→ **MATERIAL SUPPLIED**
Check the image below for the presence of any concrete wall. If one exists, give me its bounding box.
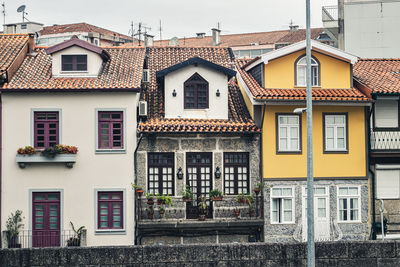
[344,0,400,58]
[51,46,103,77]
[165,65,228,120]
[0,241,400,267]
[1,93,137,246]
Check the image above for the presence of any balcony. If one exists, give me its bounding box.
[137,196,264,241]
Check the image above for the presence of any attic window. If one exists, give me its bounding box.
[61,55,87,71]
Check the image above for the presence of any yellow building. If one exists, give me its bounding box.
[236,41,370,242]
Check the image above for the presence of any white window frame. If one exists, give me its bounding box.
[336,185,361,223]
[276,114,301,153]
[296,56,321,87]
[269,186,296,224]
[323,113,348,152]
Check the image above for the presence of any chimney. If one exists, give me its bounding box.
[196,32,206,39]
[211,28,221,46]
[289,24,299,32]
[144,34,154,47]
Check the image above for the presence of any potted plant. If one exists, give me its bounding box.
[210,189,222,201]
[146,193,154,206]
[253,182,265,195]
[67,222,85,247]
[182,185,193,202]
[198,197,208,221]
[132,183,143,197]
[6,210,24,248]
[233,208,240,219]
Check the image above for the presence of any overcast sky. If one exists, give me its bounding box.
[0,0,337,40]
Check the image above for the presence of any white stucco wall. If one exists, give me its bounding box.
[51,46,103,77]
[165,65,228,119]
[344,1,400,58]
[1,93,138,246]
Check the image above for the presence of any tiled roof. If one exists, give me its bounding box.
[3,47,145,91]
[236,59,369,102]
[139,47,259,133]
[39,22,131,39]
[353,58,400,94]
[129,28,323,47]
[0,34,29,74]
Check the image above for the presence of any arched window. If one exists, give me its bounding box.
[295,56,321,86]
[184,72,208,109]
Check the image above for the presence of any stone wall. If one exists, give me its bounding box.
[0,241,400,267]
[264,179,370,242]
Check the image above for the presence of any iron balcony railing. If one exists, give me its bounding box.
[3,230,81,248]
[371,129,400,150]
[322,6,338,22]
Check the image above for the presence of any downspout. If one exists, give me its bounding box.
[367,103,376,240]
[133,134,143,245]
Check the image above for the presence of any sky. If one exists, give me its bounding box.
[0,0,337,40]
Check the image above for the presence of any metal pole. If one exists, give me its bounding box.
[306,0,315,267]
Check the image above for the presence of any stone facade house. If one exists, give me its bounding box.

→ **GIVEN REQUEST**
Convert the data above into a Markdown table with the columns Row and Text, giving each line its own numbered row. Omit blank lines and the picture.

→ **RESULT OF THIS EXERCISE**
| Row | Text |
|---|---|
| 1 | Check the image below for the presence of any concrete wall. If one exists, give me its bounding box. |
| 2 | [344,0,400,58] |
| 3 | [51,46,103,77] |
| 4 | [165,65,228,120] |
| 5 | [0,241,400,267] |
| 6 | [1,93,137,246] |
| 7 | Check the image above for the presence of any balcony. If one exists, give me its bounding box. |
| 8 | [137,196,264,241] |
| 9 | Check the image above for the presence of any attic window. If one exists, give me its bounding box. |
| 10 | [61,55,87,71] |
| 11 | Check the image above for the presence of any yellow building. If one exists, give me its bounding box. |
| 12 | [236,41,370,242] |
| 13 | Check the image above for the presence of any white window frame. If one exists, give me its bounding box. |
| 14 | [336,185,361,223] |
| 15 | [276,114,301,153] |
| 16 | [296,56,321,87] |
| 17 | [269,186,296,224] |
| 18 | [323,113,348,152] |
| 19 | Check the image above for the presence of any chimney. If one exists, give me its bounding box. |
| 20 | [196,32,206,39] |
| 21 | [211,28,221,46] |
| 22 | [289,24,299,32] |
| 23 | [144,34,154,47] |
| 24 | Check the image above for the presence of any potted plant. If one exists, give me its bounding box. |
| 25 | [210,189,222,201] |
| 26 | [146,193,154,206] |
| 27 | [253,182,265,195] |
| 28 | [67,222,85,247] |
| 29 | [182,185,193,202] |
| 30 | [198,197,208,221] |
| 31 | [132,183,143,197] |
| 32 | [6,210,24,248] |
| 33 | [233,208,240,219] |
| 34 | Check the image above for the presence of any overcast sky. If one exists, give me its bounding box. |
| 35 | [0,0,337,40] |
| 36 | Check the image above for the presence of any white stucco wall. If one exists, give me its bounding box. |
| 37 | [51,46,103,77] |
| 38 | [165,65,228,119] |
| 39 | [344,1,400,58] |
| 40 | [1,93,138,246] |
| 41 | Check the image above for the presence of any tiled roof. If one exists, give me its bounding box. |
| 42 | [3,47,145,91] |
| 43 | [236,59,369,102] |
| 44 | [139,47,259,133] |
| 45 | [39,22,131,39] |
| 46 | [353,58,400,94] |
| 47 | [129,28,323,47] |
| 48 | [0,34,29,74] |
| 49 | Check the image above for the presence of any arched window. If one exists, give me its bounding box. |
| 50 | [295,56,321,86] |
| 51 | [184,72,208,109] |
| 52 | Check the image above for the presence of any stone wall. If one exists, give me its bounding box. |
| 53 | [0,241,400,267] |
| 54 | [264,179,370,242] |
| 55 | Check the image above for the presence of any iron balcony railing. If one exists, give me its bounding box. |
| 56 | [3,230,81,248] |
| 57 | [371,129,400,150] |
| 58 | [322,6,338,22] |
| 59 | Check the image above for the presence of any downspout. If one exists, give me its bounding box. |
| 60 | [367,103,376,240] |
| 61 | [133,134,143,245] |
| 62 | Check the image above for the presence of any sky. If one exists, give me its bounding box. |
| 63 | [0,0,337,40] |
| 64 | Check the image above for the presence of any metal pole. If one exists, give me its bounding box. |
| 65 | [306,0,315,267] |
| 66 | Check the image above for the presence of any stone facade house. If one exists, give me its bounding box. |